— Wpisy zbioru danych —

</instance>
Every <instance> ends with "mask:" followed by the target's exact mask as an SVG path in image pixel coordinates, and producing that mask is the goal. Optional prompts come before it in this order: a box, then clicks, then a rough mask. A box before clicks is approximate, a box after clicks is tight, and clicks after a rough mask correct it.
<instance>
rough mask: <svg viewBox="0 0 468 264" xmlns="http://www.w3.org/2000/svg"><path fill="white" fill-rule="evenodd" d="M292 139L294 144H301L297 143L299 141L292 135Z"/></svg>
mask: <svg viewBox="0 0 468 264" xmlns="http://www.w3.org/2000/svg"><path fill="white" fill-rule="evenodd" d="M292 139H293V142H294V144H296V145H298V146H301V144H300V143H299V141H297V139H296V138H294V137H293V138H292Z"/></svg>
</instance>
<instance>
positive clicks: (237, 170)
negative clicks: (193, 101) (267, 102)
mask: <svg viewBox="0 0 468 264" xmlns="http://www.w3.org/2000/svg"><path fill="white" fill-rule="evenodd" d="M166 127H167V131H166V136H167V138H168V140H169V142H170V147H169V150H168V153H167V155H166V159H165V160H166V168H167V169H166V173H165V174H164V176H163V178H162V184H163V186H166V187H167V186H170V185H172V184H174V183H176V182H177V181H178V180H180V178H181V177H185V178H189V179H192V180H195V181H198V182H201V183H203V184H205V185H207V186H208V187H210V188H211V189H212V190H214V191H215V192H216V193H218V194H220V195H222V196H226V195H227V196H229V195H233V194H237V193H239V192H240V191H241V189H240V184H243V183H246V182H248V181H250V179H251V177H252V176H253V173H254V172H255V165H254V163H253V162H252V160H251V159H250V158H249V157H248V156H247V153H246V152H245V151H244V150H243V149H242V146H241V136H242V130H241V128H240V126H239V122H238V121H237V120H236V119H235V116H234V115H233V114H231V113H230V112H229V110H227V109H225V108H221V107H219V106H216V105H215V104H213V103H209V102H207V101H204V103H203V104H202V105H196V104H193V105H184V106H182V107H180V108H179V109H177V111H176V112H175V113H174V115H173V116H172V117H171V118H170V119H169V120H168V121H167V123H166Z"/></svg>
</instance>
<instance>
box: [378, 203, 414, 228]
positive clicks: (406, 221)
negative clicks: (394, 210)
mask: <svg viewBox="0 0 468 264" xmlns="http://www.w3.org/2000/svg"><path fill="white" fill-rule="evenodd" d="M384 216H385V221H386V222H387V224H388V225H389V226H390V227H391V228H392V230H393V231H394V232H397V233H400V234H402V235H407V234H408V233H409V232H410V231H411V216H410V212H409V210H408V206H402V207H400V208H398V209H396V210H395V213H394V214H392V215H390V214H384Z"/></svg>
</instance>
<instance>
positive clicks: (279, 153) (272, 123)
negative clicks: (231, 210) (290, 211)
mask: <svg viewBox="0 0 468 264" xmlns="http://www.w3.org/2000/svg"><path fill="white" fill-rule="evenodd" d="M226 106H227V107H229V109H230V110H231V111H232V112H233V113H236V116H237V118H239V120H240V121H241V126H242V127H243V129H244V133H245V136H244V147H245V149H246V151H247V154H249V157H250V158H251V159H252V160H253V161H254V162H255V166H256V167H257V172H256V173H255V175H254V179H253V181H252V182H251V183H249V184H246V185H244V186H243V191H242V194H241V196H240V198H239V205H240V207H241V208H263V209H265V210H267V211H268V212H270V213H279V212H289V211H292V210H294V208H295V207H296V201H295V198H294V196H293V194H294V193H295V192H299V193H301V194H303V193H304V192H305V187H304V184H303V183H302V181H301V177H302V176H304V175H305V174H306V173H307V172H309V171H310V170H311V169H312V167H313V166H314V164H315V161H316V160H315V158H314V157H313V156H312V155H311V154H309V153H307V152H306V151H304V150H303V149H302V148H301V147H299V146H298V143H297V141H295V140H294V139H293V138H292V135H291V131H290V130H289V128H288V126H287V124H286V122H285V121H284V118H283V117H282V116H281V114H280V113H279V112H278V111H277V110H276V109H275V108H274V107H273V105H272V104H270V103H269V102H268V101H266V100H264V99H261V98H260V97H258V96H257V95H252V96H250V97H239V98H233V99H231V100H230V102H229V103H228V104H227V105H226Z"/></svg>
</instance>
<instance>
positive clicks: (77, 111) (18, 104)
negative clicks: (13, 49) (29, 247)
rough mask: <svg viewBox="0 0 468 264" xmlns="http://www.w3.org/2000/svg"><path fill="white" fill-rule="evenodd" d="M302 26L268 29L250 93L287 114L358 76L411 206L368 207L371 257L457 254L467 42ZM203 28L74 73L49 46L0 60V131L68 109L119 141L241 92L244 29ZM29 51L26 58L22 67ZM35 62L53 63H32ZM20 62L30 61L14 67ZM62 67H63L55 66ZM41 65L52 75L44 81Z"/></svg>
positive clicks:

— Treść polecenia —
Wypisz każdy wiersz, w którym występuje ciąg „positive”, z uwzględnieniem wielkości liter.

— Rozwiązanie zadania —
positive clicks: (237, 170)
positive clicks: (406, 221)
positive clicks: (279, 153) (272, 123)
positive clicks: (77, 111) (18, 104)
positive clicks:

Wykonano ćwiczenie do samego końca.